**Provided data**
= = = = = = =

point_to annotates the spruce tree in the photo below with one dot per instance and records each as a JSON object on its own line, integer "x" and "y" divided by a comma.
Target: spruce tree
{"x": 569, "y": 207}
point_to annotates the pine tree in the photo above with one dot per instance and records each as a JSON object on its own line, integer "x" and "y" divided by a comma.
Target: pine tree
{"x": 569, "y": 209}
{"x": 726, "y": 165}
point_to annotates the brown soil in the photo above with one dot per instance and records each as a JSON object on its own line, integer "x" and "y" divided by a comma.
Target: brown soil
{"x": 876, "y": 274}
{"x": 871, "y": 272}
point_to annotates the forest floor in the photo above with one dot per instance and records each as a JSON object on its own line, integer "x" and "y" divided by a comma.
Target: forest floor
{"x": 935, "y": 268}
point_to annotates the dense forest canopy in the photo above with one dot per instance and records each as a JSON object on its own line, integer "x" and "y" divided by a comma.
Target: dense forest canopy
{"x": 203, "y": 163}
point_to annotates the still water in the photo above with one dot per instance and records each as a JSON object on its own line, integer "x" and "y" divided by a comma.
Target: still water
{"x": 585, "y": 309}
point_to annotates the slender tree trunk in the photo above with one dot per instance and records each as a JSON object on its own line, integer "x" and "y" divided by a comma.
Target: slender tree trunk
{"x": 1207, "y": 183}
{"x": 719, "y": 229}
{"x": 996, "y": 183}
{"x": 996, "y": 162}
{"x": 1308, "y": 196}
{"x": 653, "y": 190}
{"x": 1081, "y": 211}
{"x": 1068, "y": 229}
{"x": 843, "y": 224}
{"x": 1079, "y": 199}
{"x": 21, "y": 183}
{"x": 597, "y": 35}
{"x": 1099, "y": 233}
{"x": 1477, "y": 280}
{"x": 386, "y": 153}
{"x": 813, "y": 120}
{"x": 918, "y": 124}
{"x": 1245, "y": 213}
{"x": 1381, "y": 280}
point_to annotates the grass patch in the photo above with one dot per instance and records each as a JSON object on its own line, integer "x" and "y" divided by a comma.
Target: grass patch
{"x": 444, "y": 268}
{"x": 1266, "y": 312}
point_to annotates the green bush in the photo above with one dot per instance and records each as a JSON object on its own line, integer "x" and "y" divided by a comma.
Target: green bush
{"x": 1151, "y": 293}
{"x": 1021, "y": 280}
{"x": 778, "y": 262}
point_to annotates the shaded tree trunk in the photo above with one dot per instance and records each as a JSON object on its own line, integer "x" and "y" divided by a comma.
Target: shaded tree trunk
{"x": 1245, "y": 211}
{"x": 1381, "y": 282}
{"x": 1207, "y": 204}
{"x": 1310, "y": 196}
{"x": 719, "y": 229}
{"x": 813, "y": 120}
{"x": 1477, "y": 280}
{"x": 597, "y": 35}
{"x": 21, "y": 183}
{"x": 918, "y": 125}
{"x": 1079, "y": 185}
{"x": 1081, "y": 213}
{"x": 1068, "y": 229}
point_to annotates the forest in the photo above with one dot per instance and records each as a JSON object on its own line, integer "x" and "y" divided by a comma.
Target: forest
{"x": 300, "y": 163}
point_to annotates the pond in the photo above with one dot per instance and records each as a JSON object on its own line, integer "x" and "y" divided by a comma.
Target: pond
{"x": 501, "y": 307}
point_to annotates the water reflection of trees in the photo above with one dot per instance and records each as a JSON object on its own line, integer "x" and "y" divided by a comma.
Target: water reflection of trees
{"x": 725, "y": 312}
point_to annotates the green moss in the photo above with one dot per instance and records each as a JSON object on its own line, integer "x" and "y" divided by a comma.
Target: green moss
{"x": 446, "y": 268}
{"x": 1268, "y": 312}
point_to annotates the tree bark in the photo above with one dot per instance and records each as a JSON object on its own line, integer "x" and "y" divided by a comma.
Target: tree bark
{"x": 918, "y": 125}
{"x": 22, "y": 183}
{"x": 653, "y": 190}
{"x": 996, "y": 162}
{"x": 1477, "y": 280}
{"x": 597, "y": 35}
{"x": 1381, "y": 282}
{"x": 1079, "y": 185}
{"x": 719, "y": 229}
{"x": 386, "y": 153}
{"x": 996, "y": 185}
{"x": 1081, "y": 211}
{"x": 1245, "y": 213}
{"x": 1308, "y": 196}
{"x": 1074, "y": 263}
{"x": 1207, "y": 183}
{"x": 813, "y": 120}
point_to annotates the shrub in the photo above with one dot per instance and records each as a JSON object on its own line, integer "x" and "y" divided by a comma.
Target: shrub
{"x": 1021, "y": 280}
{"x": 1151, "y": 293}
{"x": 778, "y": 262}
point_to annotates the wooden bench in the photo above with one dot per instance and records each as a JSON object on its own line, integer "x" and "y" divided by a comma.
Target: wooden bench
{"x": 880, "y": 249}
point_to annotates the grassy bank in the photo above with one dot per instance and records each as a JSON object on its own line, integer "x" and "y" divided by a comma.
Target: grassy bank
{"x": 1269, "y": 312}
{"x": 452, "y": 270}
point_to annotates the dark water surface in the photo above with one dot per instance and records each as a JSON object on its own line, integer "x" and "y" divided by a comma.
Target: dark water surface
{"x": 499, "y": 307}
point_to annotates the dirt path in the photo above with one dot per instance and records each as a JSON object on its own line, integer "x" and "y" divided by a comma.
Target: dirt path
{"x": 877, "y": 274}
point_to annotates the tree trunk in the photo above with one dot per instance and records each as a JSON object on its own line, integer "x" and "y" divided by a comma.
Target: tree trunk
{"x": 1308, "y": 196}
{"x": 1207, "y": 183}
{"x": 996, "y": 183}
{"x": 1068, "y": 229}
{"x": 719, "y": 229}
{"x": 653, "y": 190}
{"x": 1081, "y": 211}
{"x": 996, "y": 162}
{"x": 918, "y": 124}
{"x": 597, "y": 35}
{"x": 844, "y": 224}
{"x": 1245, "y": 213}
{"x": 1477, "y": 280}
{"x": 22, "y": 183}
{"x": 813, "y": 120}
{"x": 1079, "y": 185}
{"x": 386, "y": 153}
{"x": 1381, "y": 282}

= = = = = = =

**Set exercise**
Reproduce all of the entries above line for line, with no change to any character.

**Task response**
point_to annotates the spruce tree in the photo below with one dot per instance and records each as a JSON object on its own line, integer "x" and "y" divided by a comma.
Target: spruce tree
{"x": 569, "y": 207}
point_to annotates the pine tree in the photo above with one dot per instance and records each as a JSON object on its own line, integer "x" and "y" divided by a comma.
Target: pine tree
{"x": 569, "y": 209}
{"x": 726, "y": 165}
point_to annotates the brown soil in the photo above with one dot per instance and records each as a JSON object on its own line, integer "x" and "y" divided by a comma.
Target: brown soil
{"x": 876, "y": 274}
{"x": 871, "y": 272}
point_to annotates the forest floor in the photo above with one dot per instance and records each as a JSON object on its own line, integer "x" and "y" divided by a comma.
Target: forest floor
{"x": 935, "y": 268}
point_to annotates the dense forest canopy in the photo above with one dot per instance and records each as a JSON object on its own line, integer "x" and "y" divided by a comma.
Target: dense forest canopy
{"x": 203, "y": 163}
point_to annotates the still water in the photo above with one dot per instance and records each as a JSON object on its own line, integer "x" and "y" divided by a comma.
Target: still water
{"x": 585, "y": 309}
point_to annotates the slender tree trunk in the photo above with one dot per instance and records each as a JSON object on its own line, integer "x" and "y" divided by a comma.
Target: slender tree trunk
{"x": 1207, "y": 183}
{"x": 719, "y": 229}
{"x": 996, "y": 183}
{"x": 996, "y": 162}
{"x": 1308, "y": 196}
{"x": 653, "y": 190}
{"x": 1081, "y": 211}
{"x": 1068, "y": 229}
{"x": 843, "y": 224}
{"x": 1079, "y": 199}
{"x": 21, "y": 183}
{"x": 597, "y": 35}
{"x": 1099, "y": 233}
{"x": 1477, "y": 280}
{"x": 386, "y": 153}
{"x": 813, "y": 120}
{"x": 918, "y": 124}
{"x": 1245, "y": 213}
{"x": 1381, "y": 280}
point_to annotates the grass patch in the photo above with one dot per instance and records each as a JSON object on its own line, integer "x" and "y" divided by a comma.
Target: grass patch
{"x": 444, "y": 268}
{"x": 1266, "y": 312}
point_to annotates the green bush in the photo above with one dot per instance and records each as a JSON object on its own line, integer "x" and "y" divided by a comma.
Target: green bush
{"x": 1151, "y": 293}
{"x": 1021, "y": 280}
{"x": 778, "y": 262}
point_to annotates the shaded tree trunk in the photo above with one dot per instance and records each as a JSON object on its own line, integer "x" and "y" divided by a comma.
Target: shaded tree trunk
{"x": 1245, "y": 211}
{"x": 1381, "y": 282}
{"x": 1207, "y": 204}
{"x": 1310, "y": 196}
{"x": 719, "y": 229}
{"x": 813, "y": 120}
{"x": 1477, "y": 280}
{"x": 597, "y": 35}
{"x": 21, "y": 183}
{"x": 918, "y": 125}
{"x": 1079, "y": 185}
{"x": 1081, "y": 213}
{"x": 1068, "y": 229}
point_to annotates the forest in the photo above with one dot per instance and records each as a JSON object on its own line, integer "x" and "y" divided by a comma.
Target: forest
{"x": 300, "y": 163}
point_to annotates the pond in the photo above with one dot per instance and records each as a JSON object on its own line, integer "x" and "y" divided by a comma.
Target: pond
{"x": 501, "y": 307}
point_to annotates the water reflection of trees in the photo above with one dot per instance and records each as a JSON object on its own line, integer "x" and "y" divided by a comma.
Target: water reflection of trees
{"x": 725, "y": 312}
point_to annotates the green moss in the photo above with one dot per instance and records each as a JSON object on its own line, integer "x" and "y" divided by a comma.
Target: green moss
{"x": 446, "y": 268}
{"x": 1268, "y": 312}
point_to annotates the tree bark in the photo above with one dot per instance and records each as a JSON object on its own line, integer "x" and "y" divided by a comma.
Target: tree bark
{"x": 918, "y": 125}
{"x": 22, "y": 183}
{"x": 653, "y": 190}
{"x": 996, "y": 162}
{"x": 1477, "y": 280}
{"x": 597, "y": 35}
{"x": 1381, "y": 282}
{"x": 1079, "y": 185}
{"x": 719, "y": 229}
{"x": 386, "y": 153}
{"x": 996, "y": 185}
{"x": 1081, "y": 211}
{"x": 1245, "y": 213}
{"x": 1308, "y": 196}
{"x": 1074, "y": 263}
{"x": 1207, "y": 183}
{"x": 813, "y": 120}
point_to annotates the shrub in the photo above with one dot per instance and records each as a JSON object on its own line, integer "x" and "y" divided by a comma.
Target: shrub
{"x": 1021, "y": 280}
{"x": 1151, "y": 293}
{"x": 778, "y": 262}
point_to annotates the wooden bench in the photo above with one dot per instance and records each as a JSON object on its own line, integer "x" and "y" divided by a comma.
Target: wooden bench
{"x": 880, "y": 249}
point_to annotates the grassy bank in the photo above with one dot per instance and records each as a JSON object on its own line, integer "x" and "y" divided by a comma.
Target: grassy bank
{"x": 1269, "y": 312}
{"x": 452, "y": 270}
point_to annotates the dark water surface in the photo above with one dot per instance and records each as a JSON object on its own line, integer "x" and "y" divided by a comma.
Target: dark water surface
{"x": 499, "y": 307}
point_to annotates the dirt path in the photo above with one dot per instance and records each as a JSON object on its own line, integer "x" and "y" divided by a comma.
Target: dirt path
{"x": 877, "y": 274}
point_to annotates the tree trunk in the photo above with one dot per instance and records each as a JSON object on its own line, integer "x" and "y" divided by a comma.
Target: tree trunk
{"x": 1308, "y": 196}
{"x": 1207, "y": 183}
{"x": 996, "y": 183}
{"x": 1068, "y": 229}
{"x": 719, "y": 229}
{"x": 653, "y": 190}
{"x": 1081, "y": 211}
{"x": 996, "y": 162}
{"x": 918, "y": 124}
{"x": 597, "y": 35}
{"x": 844, "y": 224}
{"x": 1245, "y": 213}
{"x": 1477, "y": 280}
{"x": 22, "y": 183}
{"x": 813, "y": 120}
{"x": 1079, "y": 185}
{"x": 386, "y": 153}
{"x": 1381, "y": 282}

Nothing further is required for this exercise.